Exercise objective:
Pull out each line of the records that contains the string "every", treating uppercase and lowercase as distinct.

** start Records supplied **

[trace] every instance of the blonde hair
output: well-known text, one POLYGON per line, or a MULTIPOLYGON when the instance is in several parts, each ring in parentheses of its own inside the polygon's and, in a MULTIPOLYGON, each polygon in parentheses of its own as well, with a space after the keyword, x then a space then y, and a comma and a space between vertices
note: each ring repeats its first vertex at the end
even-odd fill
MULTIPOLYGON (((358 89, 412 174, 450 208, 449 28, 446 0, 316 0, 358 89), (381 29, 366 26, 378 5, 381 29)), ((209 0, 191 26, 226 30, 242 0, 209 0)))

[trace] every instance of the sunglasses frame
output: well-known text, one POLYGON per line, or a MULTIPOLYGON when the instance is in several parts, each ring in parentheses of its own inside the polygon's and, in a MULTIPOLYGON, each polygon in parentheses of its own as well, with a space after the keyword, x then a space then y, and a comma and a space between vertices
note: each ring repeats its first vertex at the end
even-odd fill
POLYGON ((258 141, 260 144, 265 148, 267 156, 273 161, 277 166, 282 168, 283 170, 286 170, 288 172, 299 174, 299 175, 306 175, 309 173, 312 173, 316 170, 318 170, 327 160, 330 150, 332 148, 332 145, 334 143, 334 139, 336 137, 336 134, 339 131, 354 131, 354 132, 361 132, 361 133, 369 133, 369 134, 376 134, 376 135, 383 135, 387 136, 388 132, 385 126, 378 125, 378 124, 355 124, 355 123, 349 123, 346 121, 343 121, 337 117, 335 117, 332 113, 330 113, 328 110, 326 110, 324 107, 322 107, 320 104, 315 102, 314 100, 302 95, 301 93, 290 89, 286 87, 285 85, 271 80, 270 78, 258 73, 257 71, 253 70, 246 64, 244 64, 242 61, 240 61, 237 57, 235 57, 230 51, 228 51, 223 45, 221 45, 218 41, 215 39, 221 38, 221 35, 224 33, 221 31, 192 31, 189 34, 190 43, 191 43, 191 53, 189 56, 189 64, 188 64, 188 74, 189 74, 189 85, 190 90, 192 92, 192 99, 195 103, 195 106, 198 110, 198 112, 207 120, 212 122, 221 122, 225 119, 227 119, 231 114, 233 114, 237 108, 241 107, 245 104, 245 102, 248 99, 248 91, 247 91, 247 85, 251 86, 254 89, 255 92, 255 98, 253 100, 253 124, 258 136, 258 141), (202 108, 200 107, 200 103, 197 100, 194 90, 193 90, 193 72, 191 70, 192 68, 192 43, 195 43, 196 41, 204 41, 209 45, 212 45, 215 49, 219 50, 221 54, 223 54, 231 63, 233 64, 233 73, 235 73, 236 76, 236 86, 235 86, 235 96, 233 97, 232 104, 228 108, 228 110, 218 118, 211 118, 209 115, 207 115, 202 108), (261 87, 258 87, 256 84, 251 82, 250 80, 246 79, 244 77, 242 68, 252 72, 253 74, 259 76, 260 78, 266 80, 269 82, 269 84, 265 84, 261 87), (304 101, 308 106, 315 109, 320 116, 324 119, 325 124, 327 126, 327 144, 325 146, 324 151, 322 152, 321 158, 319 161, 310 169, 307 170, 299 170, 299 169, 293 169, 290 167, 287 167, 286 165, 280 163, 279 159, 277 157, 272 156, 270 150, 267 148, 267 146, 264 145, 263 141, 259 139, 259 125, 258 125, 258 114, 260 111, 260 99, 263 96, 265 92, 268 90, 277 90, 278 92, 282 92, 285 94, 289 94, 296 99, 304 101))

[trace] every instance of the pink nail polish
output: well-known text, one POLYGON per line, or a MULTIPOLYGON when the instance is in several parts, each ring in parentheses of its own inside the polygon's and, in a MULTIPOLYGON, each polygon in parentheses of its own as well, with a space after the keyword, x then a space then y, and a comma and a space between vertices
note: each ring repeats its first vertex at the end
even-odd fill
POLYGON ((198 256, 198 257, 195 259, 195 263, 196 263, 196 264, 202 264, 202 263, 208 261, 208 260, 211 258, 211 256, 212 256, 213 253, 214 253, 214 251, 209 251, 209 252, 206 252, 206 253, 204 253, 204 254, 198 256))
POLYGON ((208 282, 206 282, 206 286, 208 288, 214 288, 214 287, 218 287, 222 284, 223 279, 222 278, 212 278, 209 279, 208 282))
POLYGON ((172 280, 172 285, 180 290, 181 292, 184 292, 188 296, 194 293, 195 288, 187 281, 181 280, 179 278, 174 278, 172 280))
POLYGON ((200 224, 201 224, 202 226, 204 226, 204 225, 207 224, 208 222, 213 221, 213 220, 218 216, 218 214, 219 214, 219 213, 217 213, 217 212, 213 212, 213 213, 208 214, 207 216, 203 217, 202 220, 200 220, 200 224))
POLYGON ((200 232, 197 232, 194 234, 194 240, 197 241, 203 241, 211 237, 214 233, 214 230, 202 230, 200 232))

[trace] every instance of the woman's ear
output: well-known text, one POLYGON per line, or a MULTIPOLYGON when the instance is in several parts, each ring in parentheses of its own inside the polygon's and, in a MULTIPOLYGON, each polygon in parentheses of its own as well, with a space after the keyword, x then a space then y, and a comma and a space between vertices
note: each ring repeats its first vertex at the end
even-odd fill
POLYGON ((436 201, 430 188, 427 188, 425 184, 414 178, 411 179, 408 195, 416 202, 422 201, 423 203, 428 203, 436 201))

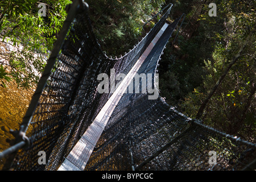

** end Records supplied **

Result:
[trace] every instance of the blonde hair
[trace] every instance of the sunglasses frame
[trace] every instance of the pink nail polish
[trace] every instance of the woman's ear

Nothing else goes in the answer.